### [Instructions for the task]
Turn the lines below into a Markdown table with two columns, Row and Line. Number each row, and leave out any blank lines.

### [Data for processing]
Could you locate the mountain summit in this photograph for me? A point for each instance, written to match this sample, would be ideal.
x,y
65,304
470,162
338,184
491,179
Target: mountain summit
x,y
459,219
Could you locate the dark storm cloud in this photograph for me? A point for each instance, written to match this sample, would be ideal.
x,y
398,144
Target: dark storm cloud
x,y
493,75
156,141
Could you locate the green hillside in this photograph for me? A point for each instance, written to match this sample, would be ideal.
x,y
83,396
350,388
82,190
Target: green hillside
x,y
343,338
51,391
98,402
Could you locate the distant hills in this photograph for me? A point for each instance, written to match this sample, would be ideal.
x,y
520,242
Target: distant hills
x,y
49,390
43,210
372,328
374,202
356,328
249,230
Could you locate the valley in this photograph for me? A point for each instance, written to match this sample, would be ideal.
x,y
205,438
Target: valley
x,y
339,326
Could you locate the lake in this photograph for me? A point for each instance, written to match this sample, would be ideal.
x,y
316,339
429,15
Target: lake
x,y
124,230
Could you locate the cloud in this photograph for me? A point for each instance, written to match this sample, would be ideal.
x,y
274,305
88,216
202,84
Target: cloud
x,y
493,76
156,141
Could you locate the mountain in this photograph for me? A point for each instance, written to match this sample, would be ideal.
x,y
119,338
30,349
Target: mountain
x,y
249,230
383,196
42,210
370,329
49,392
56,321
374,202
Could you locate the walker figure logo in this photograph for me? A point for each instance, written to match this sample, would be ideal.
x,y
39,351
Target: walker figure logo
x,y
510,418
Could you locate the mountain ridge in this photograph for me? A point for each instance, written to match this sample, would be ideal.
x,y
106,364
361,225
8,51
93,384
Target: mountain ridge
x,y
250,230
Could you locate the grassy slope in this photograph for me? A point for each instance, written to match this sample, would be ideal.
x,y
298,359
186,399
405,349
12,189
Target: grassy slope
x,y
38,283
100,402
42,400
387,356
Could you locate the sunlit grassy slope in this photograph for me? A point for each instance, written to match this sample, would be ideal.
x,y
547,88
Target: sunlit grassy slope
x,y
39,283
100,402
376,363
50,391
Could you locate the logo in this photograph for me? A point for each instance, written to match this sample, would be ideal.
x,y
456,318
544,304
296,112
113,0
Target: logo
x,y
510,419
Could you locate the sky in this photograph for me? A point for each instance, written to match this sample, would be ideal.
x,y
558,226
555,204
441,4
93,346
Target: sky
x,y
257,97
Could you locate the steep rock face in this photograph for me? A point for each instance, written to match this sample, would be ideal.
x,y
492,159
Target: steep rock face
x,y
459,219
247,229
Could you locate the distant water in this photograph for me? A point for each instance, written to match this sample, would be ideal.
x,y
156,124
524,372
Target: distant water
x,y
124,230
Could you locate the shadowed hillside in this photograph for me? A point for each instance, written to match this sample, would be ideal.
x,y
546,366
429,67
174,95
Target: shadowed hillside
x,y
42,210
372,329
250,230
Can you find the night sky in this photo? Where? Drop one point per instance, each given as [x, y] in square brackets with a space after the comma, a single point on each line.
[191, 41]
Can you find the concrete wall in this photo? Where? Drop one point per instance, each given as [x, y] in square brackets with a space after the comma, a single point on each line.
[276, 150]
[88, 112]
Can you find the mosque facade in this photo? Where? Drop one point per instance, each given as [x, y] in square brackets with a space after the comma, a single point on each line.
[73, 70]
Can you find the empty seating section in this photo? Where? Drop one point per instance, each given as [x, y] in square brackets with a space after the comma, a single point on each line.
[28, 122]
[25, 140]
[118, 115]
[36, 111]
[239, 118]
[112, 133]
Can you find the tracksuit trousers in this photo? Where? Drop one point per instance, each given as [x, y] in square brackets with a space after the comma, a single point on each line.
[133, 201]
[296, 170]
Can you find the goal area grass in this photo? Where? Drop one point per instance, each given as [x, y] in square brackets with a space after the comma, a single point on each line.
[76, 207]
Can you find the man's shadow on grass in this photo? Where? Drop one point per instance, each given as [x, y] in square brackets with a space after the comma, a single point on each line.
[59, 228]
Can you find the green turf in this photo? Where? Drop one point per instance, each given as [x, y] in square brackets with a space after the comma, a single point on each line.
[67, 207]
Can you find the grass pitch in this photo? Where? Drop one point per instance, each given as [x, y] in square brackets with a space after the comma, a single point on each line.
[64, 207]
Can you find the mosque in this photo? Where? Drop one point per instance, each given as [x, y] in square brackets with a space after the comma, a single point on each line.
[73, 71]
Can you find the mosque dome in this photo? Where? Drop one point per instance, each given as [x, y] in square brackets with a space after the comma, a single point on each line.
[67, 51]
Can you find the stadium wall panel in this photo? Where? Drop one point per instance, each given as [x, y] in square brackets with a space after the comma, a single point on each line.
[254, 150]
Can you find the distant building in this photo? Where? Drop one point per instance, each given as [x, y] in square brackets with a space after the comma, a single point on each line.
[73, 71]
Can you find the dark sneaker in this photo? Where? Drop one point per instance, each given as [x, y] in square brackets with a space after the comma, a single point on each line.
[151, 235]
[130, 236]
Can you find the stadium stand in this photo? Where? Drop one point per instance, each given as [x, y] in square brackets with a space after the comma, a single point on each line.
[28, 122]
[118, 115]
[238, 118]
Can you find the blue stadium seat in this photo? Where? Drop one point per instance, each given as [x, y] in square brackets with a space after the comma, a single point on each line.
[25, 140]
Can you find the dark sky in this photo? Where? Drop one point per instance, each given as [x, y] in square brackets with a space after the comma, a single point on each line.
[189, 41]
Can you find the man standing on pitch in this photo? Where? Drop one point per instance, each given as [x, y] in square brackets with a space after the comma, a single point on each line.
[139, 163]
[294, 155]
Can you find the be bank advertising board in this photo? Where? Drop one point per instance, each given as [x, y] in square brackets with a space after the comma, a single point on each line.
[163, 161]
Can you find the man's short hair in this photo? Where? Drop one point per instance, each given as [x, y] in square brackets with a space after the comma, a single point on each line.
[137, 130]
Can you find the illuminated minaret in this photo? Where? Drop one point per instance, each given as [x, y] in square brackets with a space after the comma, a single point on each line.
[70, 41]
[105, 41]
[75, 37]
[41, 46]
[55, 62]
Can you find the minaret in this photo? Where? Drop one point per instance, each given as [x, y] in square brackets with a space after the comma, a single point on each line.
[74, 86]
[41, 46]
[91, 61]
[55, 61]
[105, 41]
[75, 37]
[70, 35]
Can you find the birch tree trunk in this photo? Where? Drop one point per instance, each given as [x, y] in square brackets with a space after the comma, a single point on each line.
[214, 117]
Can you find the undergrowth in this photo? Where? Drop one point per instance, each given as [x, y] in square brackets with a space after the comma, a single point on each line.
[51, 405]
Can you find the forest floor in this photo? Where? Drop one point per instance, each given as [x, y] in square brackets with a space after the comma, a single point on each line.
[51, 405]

### [Task answer]
| Row | Line |
|---|---|
| 1 | Could you locate the mountain summit in this photograph for me? A point for each instance, written to match this sample, would be ideal. |
| 2 | x,y |
| 3 | 65,304 |
| 4 | 470,162 |
| 5 | 338,184 |
| 6 | 491,179 |
| 7 | Target: mountain summit |
| 8 | x,y |
| 9 | 459,219 |
| 10 | Could you locate the dark storm cloud in this photograph for me? A point for each instance, written to match this sample, would be ideal. |
| 11 | x,y |
| 12 | 398,144 |
| 13 | Target: dark storm cloud |
| 14 | x,y |
| 15 | 493,75 |
| 16 | 156,141 |
| 17 | Could you locate the green hillside in this photograph for me? A point for each instance, written to match this sample, would be ideal. |
| 18 | x,y |
| 19 | 83,396 |
| 20 | 350,388 |
| 21 | 82,190 |
| 22 | Target: green hillside |
| 23 | x,y |
| 24 | 343,338 |
| 25 | 51,391 |
| 26 | 98,402 |
| 27 | Could you locate the distant hills in this photograph for me? A point for each instance, written to match this sample, would be ideal. |
| 28 | x,y |
| 29 | 520,242 |
| 30 | Target: distant hills |
| 31 | x,y |
| 32 | 49,390 |
| 33 | 43,210 |
| 34 | 372,328 |
| 35 | 374,202 |
| 36 | 356,328 |
| 37 | 249,230 |
| 38 | Could you locate the valley in this photograph for me? A point for each instance, written to match this sample, would be ideal. |
| 39 | x,y |
| 40 | 205,438 |
| 41 | Target: valley |
| 42 | x,y |
| 43 | 339,326 |
| 44 | Could you locate the lake in this photograph for me? A point for each instance, written to match this sample, would be ideal. |
| 45 | x,y |
| 46 | 316,339 |
| 47 | 429,15 |
| 48 | Target: lake |
| 49 | x,y |
| 50 | 124,230 |
| 51 | Could you locate the cloud in this photograph for me? A point for each instance, written to match this sample, would be ideal. |
| 52 | x,y |
| 53 | 274,305 |
| 54 | 88,216 |
| 55 | 202,84 |
| 56 | Target: cloud |
| 57 | x,y |
| 58 | 493,76 |
| 59 | 156,141 |
| 60 | Could you locate the mountain in this photograph for me? A point for each instance, written to match this sample, would be ideal. |
| 61 | x,y |
| 62 | 119,338 |
| 63 | 30,349 |
| 64 | Target: mountain |
| 65 | x,y |
| 66 | 249,230 |
| 67 | 383,196 |
| 68 | 42,210 |
| 69 | 370,329 |
| 70 | 49,392 |
| 71 | 56,321 |
| 72 | 374,202 |
| 73 | Could you locate the walker figure logo in this photograph for me? A point for each instance, written to match this sample, would be ideal. |
| 74 | x,y |
| 75 | 39,351 |
| 76 | Target: walker figure logo |
| 77 | x,y |
| 78 | 510,418 |
| 79 | Could you locate the mountain ridge in this photograph for me? A point for each instance, written to match this sample, would be ideal. |
| 80 | x,y |
| 81 | 106,364 |
| 82 | 361,225 |
| 83 | 8,51 |
| 84 | 93,384 |
| 85 | Target: mountain ridge |
| 86 | x,y |
| 87 | 250,230 |
| 88 | Could you locate the grassy slope in this photograph for me? A point for each instance, written to match this sample, would be ideal. |
| 89 | x,y |
| 90 | 298,359 |
| 91 | 186,399 |
| 92 | 405,349 |
| 93 | 12,189 |
| 94 | Target: grassy slope |
| 95 | x,y |
| 96 | 38,283 |
| 97 | 100,402 |
| 98 | 42,400 |
| 99 | 387,356 |
| 100 | Could you locate the sunlit grassy slope in this photograph for me? A point for each instance, written to match this sample, would be ideal. |
| 101 | x,y |
| 102 | 547,88 |
| 103 | Target: sunlit grassy slope |
| 104 | x,y |
| 105 | 39,283 |
| 106 | 100,402 |
| 107 | 376,363 |
| 108 | 50,391 |
| 109 | Could you locate the logo in this photograph for me? A point for each instance, written to match this sample, would be ideal. |
| 110 | x,y |
| 111 | 456,318 |
| 112 | 544,304 |
| 113 | 296,112 |
| 114 | 113,0 |
| 115 | Target: logo |
| 116 | x,y |
| 117 | 510,419 |
| 118 | Could you locate the sky in this photograph for me? A point for each instance, written to match this sample, would be ideal. |
| 119 | x,y |
| 120 | 558,226 |
| 121 | 555,204 |
| 122 | 441,4 |
| 123 | 93,346 |
| 124 | Target: sky |
| 125 | x,y |
| 126 | 257,97 |
| 127 | Could you locate the steep rock face in this photograph for me? A point for each instance, written to match this sample, would be ideal. |
| 128 | x,y |
| 129 | 492,159 |
| 130 | Target: steep rock face |
| 131 | x,y |
| 132 | 459,219 |
| 133 | 247,229 |
| 134 | Could you locate the distant water in this photograph for me? A point for each instance, written to match this sample, would be ideal. |
| 135 | x,y |
| 136 | 156,124 |
| 137 | 524,372 |
| 138 | Target: distant water |
| 139 | x,y |
| 140 | 124,230 |
| 141 | Could you locate the shadowed hillside in this photograph for me? A point for each instance, written to match this sample, would be ideal. |
| 142 | x,y |
| 143 | 546,366 |
| 144 | 429,67 |
| 145 | 174,95 |
| 146 | Target: shadowed hillside |
| 147 | x,y |
| 148 | 42,210 |
| 149 | 372,329 |
| 150 | 250,230 |
| 151 | Can you find the night sky in this photo? Where? Drop one point per instance, each given as [x, y] in square brackets with a space after the comma, a single point on each line. |
| 152 | [191, 41] |
| 153 | Can you find the concrete wall in this photo? Where? Drop one point per instance, each given as [x, y] in square brackets with a space after the comma, a single point on each line. |
| 154 | [276, 150] |
| 155 | [88, 112] |
| 156 | Can you find the mosque facade in this photo? Where? Drop one point per instance, each given as [x, y] in square brackets with a space after the comma, a single point on each line. |
| 157 | [73, 70] |
| 158 | Can you find the empty seating section in this photo? Where? Drop one point per instance, each given as [x, y] in square brackets with a space after the comma, a single point on each line. |
| 159 | [28, 122] |
| 160 | [25, 140] |
| 161 | [118, 115] |
| 162 | [36, 111] |
| 163 | [239, 118] |
| 164 | [112, 133] |
| 165 | Can you find the tracksuit trousers in this photo? Where? Drop one point per instance, each given as [x, y] in square brackets with a space after the comma, a single point on each line. |
| 166 | [133, 201] |
| 167 | [296, 170] |
| 168 | Can you find the goal area grass in this photo? Where? Drop one point per instance, each given as [x, y] in square brackets with a space after the comma, a single point on each line. |
| 169 | [76, 207] |
| 170 | Can you find the man's shadow on grass in this photo? Where? Drop one point per instance, each given as [x, y] in square brackets with a space after the comma, a single point on each line. |
| 171 | [59, 228] |
| 172 | Can you find the green turf in this photo? Where? Drop one point per instance, each given as [x, y] in square brackets with a space after the comma, a single point on each line. |
| 173 | [67, 207] |
| 174 | Can you find the grass pitch in this photo? Where? Drop one point per instance, each given as [x, y] in square brackets with a space after the comma, a single point on each line. |
| 175 | [64, 207] |
| 176 | Can you find the mosque in this photo? Where? Drop one point per instance, each given as [x, y] in square brackets with a space after the comma, a single point on each line. |
| 177 | [73, 71] |
| 178 | Can you find the mosque dome in this photo? Where? Drop one point per instance, each given as [x, y] in square brackets with a space after the comma, a single point on each line. |
| 179 | [67, 51] |
| 180 | Can you find the stadium wall panel in this photo? Where? Drop one point per instance, each given as [x, y] in square brackets with a space after the comma, a single point on each line. |
| 181 | [254, 150] |
| 182 | Can you find the distant building in this photo? Where? Drop one point per instance, each given as [x, y] in square brackets with a space after the comma, a single point on each line. |
| 183 | [73, 71] |
| 184 | Can you find the dark sneaker in this photo? Where? Drop one point per instance, each given as [x, y] in square brackets with a space after the comma, a single point on each line. |
| 185 | [151, 235] |
| 186 | [130, 236] |
| 187 | Can you find the stadium stand in this photo? Where? Drop one point per instance, each given as [x, y] in square brackets with a space after the comma, a single point on each line. |
| 188 | [28, 122] |
| 189 | [118, 115] |
| 190 | [238, 118] |
| 191 | Can you find the blue stadium seat in this photo? Where? Drop one point per instance, each given as [x, y] in square brackets with a space after the comma, a single point on each line. |
| 192 | [25, 140] |
| 193 | Can you find the dark sky in this photo? Where? Drop one point per instance, each given as [x, y] in square brackets with a space after the comma, a single point on each line. |
| 194 | [189, 41] |
| 195 | Can you find the man standing on pitch in this photo? Where? Drop one point per instance, each given as [x, y] in square brackets with a space after the comma, a single point on each line. |
| 196 | [139, 163] |
| 197 | [294, 155] |
| 198 | Can you find the be bank advertising board in this photo? Where? Drop one point per instance, each given as [x, y] in square brackets with a space after the comma, a single point on each line. |
| 199 | [163, 161] |
| 200 | Can you find the man's short hair in this photo? Where? Drop one point per instance, each given as [x, y] in square brackets with a space after the comma, a single point on each line. |
| 201 | [137, 130] |
| 202 | Can you find the illuminated minaret in this photo? Where? Drop one point per instance, each given as [x, y] in square brackets with a space after the comma, a single point on each line. |
| 203 | [70, 41] |
| 204 | [105, 41] |
| 205 | [75, 37] |
| 206 | [41, 46] |
| 207 | [55, 62] |
| 208 | Can you find the minaret in this photo? Where? Drop one point per instance, each given as [x, y] in square brackets with a space after the comma, a single point on each line. |
| 209 | [74, 86] |
| 210 | [41, 46] |
| 211 | [91, 61] |
| 212 | [55, 61] |
| 213 | [105, 41] |
| 214 | [75, 37] |
| 215 | [70, 35] |
| 216 | Can you find the birch tree trunk in this photo? Where? Drop one point per instance, each given as [x, y] in square brackets with a space after the comma, a single point on each line. |
| 217 | [214, 117] |
| 218 | Can you find the undergrowth in this photo? Where? Drop one point per instance, each given as [x, y] in square brackets with a space after the comma, a single point on each line. |
| 219 | [51, 405] |
| 220 | Can you find the forest floor in this photo? Where? Drop one point per instance, each given as [x, y] in square brackets with a space after the comma, a single point on each line. |
| 221 | [51, 405] |